**Document passage:**
►

How Does It Work?

Asthmatics breathe on average about twice as much air as they should. The normal breathing rate is four to six liters of air per minute, whereas asthmatics breathe at a rate in excess of this - breathing 10 - 14 liters per minute at rest. This is known as hyperventilation (HV) which simply means to overbreathe, either by breathing too quickly or too deeply, usually through the mouth.

This long-term hyperventilation upsets the vital balance of respiration. It seems logical that if you breathe more, then you should absorb more oxygen, which the body needs. In reality you don't absorb more oxygen. 

An adequate level of carbon dioxide is vital for oxygenation because it controls the acid/alkali balance (pH) of the blood. When carbon dioxide levels start to drop, this leads to a condition known as respiratory alkalosis. The "stickiness" of hemoglobin for oxygen increases, resulting in less oxygen being released where it is needed.

To counteract the alkalosis, cells begin to produce lactic acid which leads to tired, aching muscles and exhaustion. If you have had asthma for 2 or 3 days, you will have sore muscles particularly in your chest, shoulders and back.

This loss of carbon dioxide from the blood stream also tightens the smooth muscle wrapped around the airways, giving the "tight chest" feeling associated with asthma.

Low levels of carbon dioxide cause the mast cells to release histamine resulting in inflammation which narrows the airways further.

Hyperventilation cools and dries out the airways making them sensitive and the mucus glands produce more mucus to moisten them. This increased mucus and inflammation results in coughing, wheezing, a blocked or running nose. If hyperventilation continues, the mucus dries out and becomes sticky, causing you to cough or wheeze even more.

◄

**Goal of the exercise:** Copy out the full "How Does It Work?" passage above on asthma and overbreathing, word for word.

**Records provided:**
►

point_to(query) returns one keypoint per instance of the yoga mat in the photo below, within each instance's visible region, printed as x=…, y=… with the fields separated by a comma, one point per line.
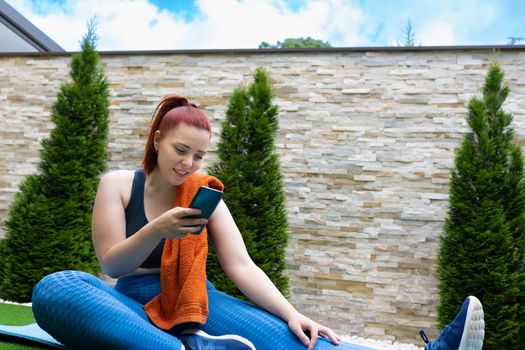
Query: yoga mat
x=30, y=332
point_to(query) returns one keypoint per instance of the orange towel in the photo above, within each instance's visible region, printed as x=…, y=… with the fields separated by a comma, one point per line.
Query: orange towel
x=183, y=297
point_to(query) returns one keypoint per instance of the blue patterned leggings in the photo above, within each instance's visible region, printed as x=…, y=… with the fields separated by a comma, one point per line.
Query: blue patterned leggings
x=83, y=312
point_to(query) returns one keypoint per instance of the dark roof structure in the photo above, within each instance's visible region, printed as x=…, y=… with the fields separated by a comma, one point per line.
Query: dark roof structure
x=17, y=34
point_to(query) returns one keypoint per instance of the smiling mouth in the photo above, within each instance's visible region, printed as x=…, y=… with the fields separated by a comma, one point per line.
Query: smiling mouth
x=181, y=173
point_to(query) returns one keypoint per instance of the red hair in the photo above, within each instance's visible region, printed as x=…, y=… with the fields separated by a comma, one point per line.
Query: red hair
x=172, y=111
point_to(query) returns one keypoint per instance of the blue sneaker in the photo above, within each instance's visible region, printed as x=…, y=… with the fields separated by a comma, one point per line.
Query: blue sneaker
x=198, y=339
x=465, y=332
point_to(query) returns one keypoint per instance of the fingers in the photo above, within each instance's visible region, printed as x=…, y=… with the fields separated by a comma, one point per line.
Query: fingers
x=314, y=332
x=326, y=332
x=298, y=331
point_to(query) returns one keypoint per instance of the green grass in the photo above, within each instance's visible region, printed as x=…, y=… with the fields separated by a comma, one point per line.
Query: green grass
x=16, y=315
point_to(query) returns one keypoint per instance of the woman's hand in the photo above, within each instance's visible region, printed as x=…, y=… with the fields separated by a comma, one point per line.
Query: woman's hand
x=174, y=223
x=300, y=324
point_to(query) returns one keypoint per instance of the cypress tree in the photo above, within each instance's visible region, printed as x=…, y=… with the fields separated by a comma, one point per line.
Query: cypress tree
x=250, y=170
x=49, y=222
x=483, y=243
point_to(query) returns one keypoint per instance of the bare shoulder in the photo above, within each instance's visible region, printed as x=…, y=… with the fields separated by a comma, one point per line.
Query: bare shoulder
x=117, y=182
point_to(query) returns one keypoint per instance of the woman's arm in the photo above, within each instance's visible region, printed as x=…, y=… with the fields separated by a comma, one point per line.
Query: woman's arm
x=117, y=254
x=253, y=282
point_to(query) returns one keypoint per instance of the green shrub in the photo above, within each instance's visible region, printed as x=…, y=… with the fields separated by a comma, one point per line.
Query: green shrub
x=49, y=221
x=482, y=247
x=249, y=168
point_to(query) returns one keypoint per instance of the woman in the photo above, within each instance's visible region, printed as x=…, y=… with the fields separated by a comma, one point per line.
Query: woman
x=143, y=237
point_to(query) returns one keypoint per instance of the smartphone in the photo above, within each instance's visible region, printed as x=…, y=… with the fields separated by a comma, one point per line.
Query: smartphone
x=206, y=199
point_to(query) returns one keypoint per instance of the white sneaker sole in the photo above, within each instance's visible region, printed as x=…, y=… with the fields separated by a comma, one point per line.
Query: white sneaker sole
x=474, y=331
x=228, y=336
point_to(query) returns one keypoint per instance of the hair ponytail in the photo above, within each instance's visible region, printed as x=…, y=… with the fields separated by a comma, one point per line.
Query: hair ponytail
x=172, y=111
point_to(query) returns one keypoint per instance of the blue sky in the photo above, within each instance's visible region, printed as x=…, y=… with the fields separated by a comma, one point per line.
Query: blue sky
x=226, y=24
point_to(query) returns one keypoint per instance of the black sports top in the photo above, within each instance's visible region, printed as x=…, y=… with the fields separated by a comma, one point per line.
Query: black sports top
x=136, y=217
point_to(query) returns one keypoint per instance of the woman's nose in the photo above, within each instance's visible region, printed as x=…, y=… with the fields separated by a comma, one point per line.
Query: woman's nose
x=187, y=161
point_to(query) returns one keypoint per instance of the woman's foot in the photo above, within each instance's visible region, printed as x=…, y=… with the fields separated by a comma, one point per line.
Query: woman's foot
x=465, y=332
x=194, y=339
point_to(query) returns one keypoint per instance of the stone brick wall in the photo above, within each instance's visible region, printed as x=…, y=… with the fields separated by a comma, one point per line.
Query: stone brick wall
x=366, y=142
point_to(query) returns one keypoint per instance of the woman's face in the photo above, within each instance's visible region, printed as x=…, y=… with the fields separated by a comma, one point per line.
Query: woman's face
x=181, y=151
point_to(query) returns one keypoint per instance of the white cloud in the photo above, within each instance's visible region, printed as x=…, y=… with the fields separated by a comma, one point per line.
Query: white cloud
x=438, y=32
x=140, y=25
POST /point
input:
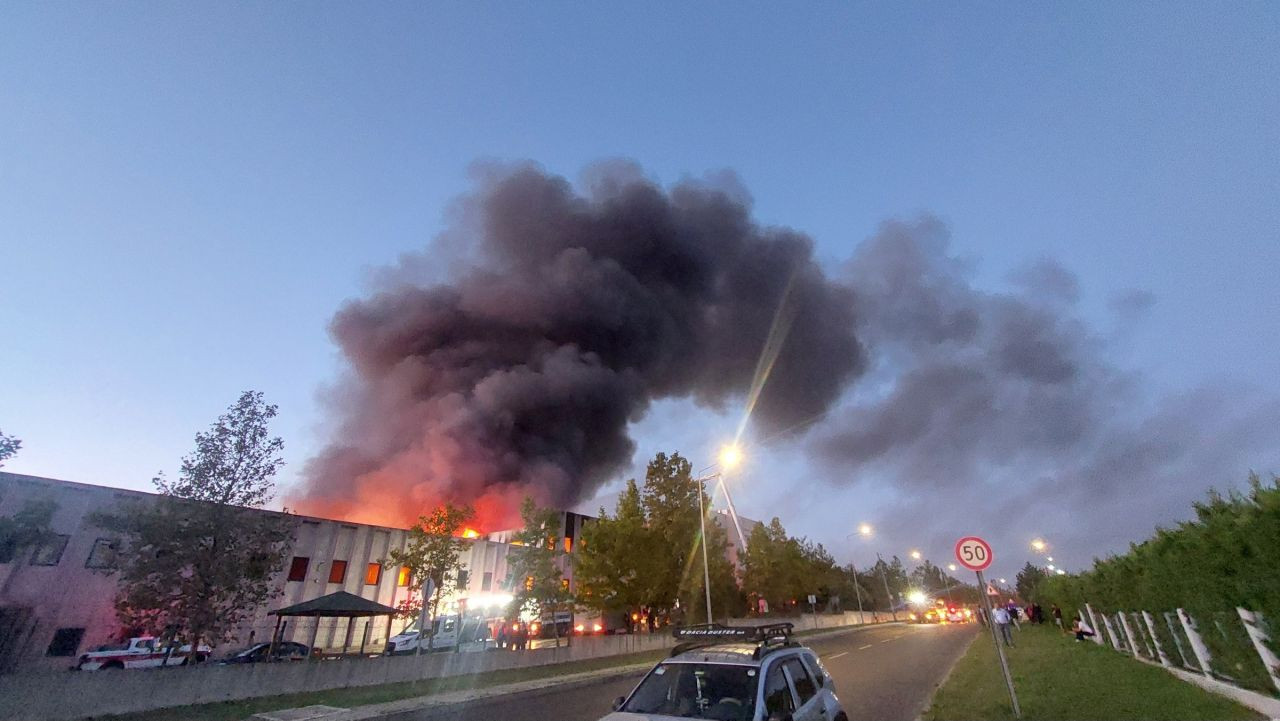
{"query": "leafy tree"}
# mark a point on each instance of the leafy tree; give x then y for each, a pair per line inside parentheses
(433, 551)
(616, 556)
(534, 565)
(199, 560)
(9, 446)
(1031, 582)
(670, 501)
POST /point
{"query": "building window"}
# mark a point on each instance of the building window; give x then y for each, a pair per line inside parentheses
(298, 569)
(338, 571)
(65, 642)
(103, 555)
(50, 552)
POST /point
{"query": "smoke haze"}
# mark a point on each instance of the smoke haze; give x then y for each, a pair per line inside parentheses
(513, 356)
(515, 364)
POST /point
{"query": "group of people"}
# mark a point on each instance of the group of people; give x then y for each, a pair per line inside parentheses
(1009, 616)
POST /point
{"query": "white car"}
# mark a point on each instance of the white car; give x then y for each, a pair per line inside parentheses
(734, 674)
(141, 652)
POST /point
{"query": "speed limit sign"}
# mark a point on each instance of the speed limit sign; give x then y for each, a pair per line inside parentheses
(973, 553)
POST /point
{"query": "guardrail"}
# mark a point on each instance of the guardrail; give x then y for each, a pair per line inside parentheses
(67, 696)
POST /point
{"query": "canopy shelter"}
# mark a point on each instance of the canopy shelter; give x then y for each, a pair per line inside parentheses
(339, 605)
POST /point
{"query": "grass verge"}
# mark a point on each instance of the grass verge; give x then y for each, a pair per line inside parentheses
(362, 696)
(1059, 679)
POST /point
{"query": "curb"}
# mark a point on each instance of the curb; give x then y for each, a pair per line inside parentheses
(416, 704)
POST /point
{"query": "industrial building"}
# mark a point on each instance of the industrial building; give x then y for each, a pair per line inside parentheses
(56, 601)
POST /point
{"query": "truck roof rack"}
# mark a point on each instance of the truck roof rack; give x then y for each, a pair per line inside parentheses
(700, 635)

◄

**Answer box:**
How Does It Work?

Asthmatics breathe on average about twice as much air as they should. The normal breathing rate is four to six liters of air per minute, whereas asthmatics breathe at a rate in excess of this - breathing 10 - 14 liters per minute at rest. This is known as hyperventilation (HV) which simply means to overbreathe, either by breathing too quickly or too deeply, usually through the mouth.

This long-term hyperventilation upsets the vital balance of respiration. It seems logical that if you breathe more, then you should absorb more oxygen, which the body needs. In reality you don't absorb more oxygen. 

An adequate level of carbon dioxide is vital for oxygenation because it controls the acid/alkali balance (pH) of the blood. When carbon dioxide levels start to drop, this leads to a condition known as respiratory alkalosis. The "stickiness" of hemoglobin for oxygen increases, resulting in less oxygen being released where it is needed.

To counteract the alkalosis, cells begin to produce lactic acid which leads to tired, aching muscles and exhaustion. If you have had asthma for 2 or 3 days, you will have sore muscles particularly in your chest, shoulders and back.

This loss of carbon dioxide from the blood stream also tightens the smooth muscle wrapped around the airways, giving the "tight chest" feeling associated with asthma.

Low levels of carbon dioxide cause the mast cells to release histamine resulting in inflammation which narrows the airways further.

Hyperventilation cools and dries out the airways making them sensitive and the mucus glands produce more mucus to moisten them. This increased mucus and inflammation results in coughing, wheezing, a blocked or running nose. If hyperventilation continues, the mucus dries out and becomes sticky, causing you to cough or wheeze even more.